--- BEGIN Data extract ---

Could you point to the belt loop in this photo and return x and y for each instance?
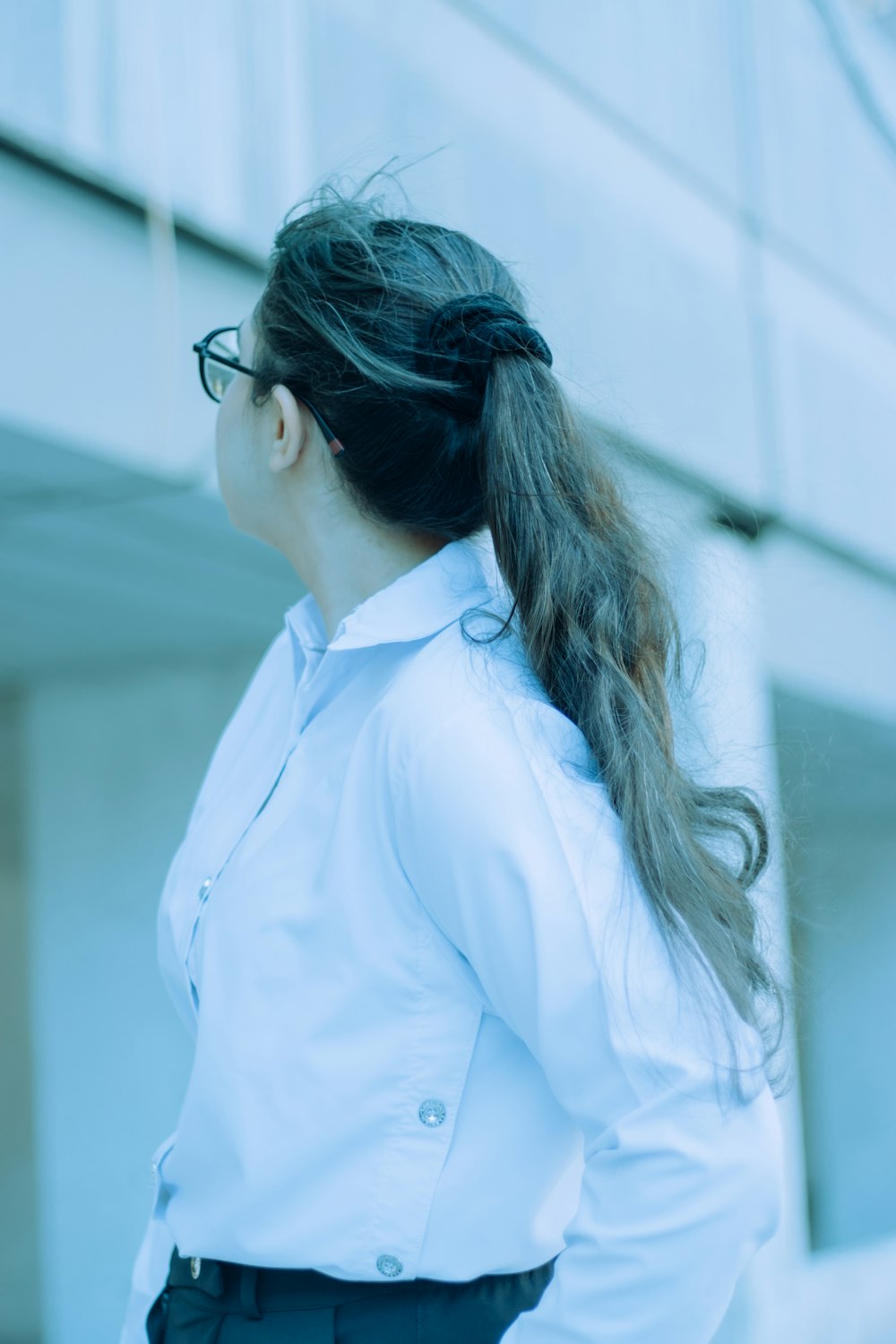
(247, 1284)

--- END Data extract ---
--- BEGIN Data extract ---

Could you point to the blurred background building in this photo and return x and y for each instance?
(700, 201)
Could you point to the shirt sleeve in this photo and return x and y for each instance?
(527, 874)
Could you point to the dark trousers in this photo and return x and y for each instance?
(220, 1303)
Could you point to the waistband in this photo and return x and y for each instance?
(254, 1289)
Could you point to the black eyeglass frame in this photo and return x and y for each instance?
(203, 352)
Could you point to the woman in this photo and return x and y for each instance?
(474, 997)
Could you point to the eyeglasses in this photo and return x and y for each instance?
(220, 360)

--- END Data extract ---

# Problem requirements
Please pick out each line in the material above that contains the word "frame", and copy those lines.

# Answer to this task
Could you point to the black eyeglass frame in this photo and return x and y for each instance?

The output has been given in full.